TEXTE SOURCE ▸
· · ·

Quand on prétend de la sorte, contre tout bon sens, que la langue
américaine serait plus apte à la communication que la langue française, il
faudrait déjà en posséder quelques rudiments. Vous sauriez alors que «
hard » ne signifie pas systématiquement « dur » et que « discount » ne
signifie pas « décote ». Votre trait « d'humour » montre que vous ne savez
pas de quoi vous parlez quand vous vous gargarisez de « hard discount ».
Mais peut-être est-ce à dessein que vous traduisez mot à mot et
maladroitement ? C'est en effet un grossier procédé utilisé par
certains, que de traduire platement mot à mot, comme si l'expression française
ne devait être qu'une pâle copie de l'expression américaine, et
comme si la langue française était une langue morte, incapable de restituer
la réalité autrement que par les apports de la langue américaine. Cette manière
de procéder, pour qui se donne la peine d'y réfléchir deux
secondes, ne fait d'ailleurs le plus souvent que montrer le caractère très banal ou
même inadapté de l'expression originale en langue américaine ; si
pour vous « dure décote » signifie exactement « hard discount »,
pourriez-vous expliquer en quoi, parmi ces deux expressions ayant (pour vous) strictement
le même sens, l'une serait ridicule et l'autre non ? Puisque vous décidez
que tel ou tel mot français « ne le fait pas », pourriez-vous citer des
mots américains qui « ne le feraient pas », ou bien tous les mots de cette
langue, existants ou à venir, seraient-ils nécessairement à l'abri du ridicule,
par nature ?

· · ·

DONNÉES FOURNIES ▸
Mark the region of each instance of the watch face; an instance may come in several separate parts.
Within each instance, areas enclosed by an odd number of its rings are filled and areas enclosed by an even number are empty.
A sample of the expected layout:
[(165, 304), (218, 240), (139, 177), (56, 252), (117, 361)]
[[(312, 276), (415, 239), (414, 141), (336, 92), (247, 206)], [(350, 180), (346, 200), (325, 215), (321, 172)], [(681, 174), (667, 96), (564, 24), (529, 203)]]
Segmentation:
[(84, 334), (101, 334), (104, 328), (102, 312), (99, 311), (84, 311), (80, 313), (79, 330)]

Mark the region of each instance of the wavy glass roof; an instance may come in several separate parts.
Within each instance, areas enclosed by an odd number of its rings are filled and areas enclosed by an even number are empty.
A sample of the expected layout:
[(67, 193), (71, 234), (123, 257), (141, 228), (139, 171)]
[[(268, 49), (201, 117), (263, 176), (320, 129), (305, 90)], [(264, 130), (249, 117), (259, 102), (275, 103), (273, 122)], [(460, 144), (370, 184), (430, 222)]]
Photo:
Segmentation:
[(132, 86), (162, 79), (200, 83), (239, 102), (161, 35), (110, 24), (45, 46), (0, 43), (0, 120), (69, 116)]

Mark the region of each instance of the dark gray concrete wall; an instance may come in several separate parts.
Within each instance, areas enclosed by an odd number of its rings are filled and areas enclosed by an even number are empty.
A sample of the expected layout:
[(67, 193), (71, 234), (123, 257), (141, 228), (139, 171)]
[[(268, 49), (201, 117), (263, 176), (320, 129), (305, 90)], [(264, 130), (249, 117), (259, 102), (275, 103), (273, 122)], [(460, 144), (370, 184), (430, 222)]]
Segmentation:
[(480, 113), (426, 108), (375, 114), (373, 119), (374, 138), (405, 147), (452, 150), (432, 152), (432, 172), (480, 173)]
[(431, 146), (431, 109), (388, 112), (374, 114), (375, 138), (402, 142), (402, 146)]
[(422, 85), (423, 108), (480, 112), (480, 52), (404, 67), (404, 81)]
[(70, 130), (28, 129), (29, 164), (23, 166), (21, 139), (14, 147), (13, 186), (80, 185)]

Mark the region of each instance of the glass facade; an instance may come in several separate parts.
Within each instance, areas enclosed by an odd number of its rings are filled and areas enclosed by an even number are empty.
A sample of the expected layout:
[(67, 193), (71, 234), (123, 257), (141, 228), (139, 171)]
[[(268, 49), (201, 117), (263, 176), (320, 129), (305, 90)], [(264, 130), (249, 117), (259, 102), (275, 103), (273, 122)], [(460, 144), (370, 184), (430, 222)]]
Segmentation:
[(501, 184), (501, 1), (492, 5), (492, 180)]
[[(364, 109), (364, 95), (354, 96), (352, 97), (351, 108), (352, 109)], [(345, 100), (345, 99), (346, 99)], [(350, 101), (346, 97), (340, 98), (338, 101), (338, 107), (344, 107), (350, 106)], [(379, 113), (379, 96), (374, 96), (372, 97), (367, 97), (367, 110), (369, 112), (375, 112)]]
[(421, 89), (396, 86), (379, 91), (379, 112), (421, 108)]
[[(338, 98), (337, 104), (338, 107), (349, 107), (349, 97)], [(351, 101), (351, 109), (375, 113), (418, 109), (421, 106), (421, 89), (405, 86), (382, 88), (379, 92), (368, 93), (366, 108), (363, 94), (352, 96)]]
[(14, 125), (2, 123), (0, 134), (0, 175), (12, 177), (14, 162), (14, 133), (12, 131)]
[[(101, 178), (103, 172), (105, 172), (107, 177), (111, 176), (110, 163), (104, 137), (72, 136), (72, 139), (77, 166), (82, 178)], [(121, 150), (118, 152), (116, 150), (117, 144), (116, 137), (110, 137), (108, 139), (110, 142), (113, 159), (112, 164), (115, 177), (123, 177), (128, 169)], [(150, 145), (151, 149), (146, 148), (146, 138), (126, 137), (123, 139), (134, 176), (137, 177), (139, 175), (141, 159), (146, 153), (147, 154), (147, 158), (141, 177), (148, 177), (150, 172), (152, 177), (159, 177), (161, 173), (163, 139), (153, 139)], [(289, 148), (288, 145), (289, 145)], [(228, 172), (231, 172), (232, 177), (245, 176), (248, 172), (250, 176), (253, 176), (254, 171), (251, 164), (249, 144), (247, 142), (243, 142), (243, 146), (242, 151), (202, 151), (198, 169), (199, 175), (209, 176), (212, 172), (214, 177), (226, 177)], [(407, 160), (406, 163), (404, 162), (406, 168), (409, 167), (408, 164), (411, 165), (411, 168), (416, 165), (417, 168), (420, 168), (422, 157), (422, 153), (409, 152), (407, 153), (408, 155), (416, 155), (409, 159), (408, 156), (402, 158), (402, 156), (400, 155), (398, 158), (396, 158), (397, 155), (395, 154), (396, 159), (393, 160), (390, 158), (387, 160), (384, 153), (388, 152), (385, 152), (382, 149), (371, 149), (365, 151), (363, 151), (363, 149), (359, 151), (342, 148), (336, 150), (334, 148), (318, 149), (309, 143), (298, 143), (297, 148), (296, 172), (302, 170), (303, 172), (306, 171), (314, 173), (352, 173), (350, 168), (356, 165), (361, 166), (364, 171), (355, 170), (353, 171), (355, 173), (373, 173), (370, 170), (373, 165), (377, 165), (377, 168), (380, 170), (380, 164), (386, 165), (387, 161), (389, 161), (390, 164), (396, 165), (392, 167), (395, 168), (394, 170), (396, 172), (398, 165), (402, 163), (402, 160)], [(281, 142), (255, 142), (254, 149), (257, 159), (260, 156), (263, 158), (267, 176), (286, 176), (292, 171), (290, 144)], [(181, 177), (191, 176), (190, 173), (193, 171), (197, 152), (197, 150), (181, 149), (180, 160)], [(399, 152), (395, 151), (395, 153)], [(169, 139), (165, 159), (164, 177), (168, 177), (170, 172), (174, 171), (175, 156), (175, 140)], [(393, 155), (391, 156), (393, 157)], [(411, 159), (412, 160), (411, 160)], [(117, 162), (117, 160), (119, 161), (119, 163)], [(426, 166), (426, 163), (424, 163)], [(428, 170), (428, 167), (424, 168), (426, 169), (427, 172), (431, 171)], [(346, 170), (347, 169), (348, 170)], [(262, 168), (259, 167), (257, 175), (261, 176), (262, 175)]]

· · ·

CONSIGNES DE TRAVAIL ▸
(A) Dans le texte source, pourquoi l'auteur qualifie-t-il de « grossier procédé » le fait de traduire platement mot à mot ? Répondez en une à trois phrases.
(B) Selon le texte source, quel sens le mot « hard » n'a-t-il pas systématiquement ?
(C) Prolongez le texte sur la traduction mot à mot des expressions américaines en reprenant juste après sa dernière phrase.
Le matériel fourni n'est d'aucune utilité pour cet exercice.

RÉPONSES ATTENDUES ▸
(A) Cette traduction fait comme si l'expression française ne devait être qu'une pâle copie de l'expression américaine. Elle traite aussi la langue française comme une langue morte, incapable de restituer la réalité autrement que par les apports de la langue américaine.

(B) Il ne signifie pas systématiquement « dur ».

(C)
Mais le plus incroyable, dans votre pitoyable réflexion, est
cette étonnante propension à tenter de ridiculiser votre propre langue, qui « ne
le ferait pas ». Avez-vous bien mesuré cette grave insulte que vous
crachez à la figure de vos auditeurs en leur assurant que leur langue serait
grotesque et incapable de rendre certaines notions ? Avez-vous bien réfléchi
à votre comportement de colonisé que reflète cette stupide manie de
remplacer des mots français courants par des mots américains et votre stupéfiante
différence de traitement envers les néologismes à consonance américaine,
toujours parés à vos yeux de toutes les beautés, et les néologismes
à consonance française, nécessairement risibles selon vos
singuliers critères ?
Comme dans toute colonisation, les plus fervents relais de la très
agressive politique linguistique anglo-saxonne ne sont plus les Anglo-Saxons,
mais des non anglophones. Est-il possible qu'un journaliste, censé être
doué d'un certain esprit critique, puisse se faire le zélé propagandiste
de cet endoctrinement, allant même, par l'effet d'un inconcevable
masochisme, jusqu'à vouloir ridiculiser sa propre langue ?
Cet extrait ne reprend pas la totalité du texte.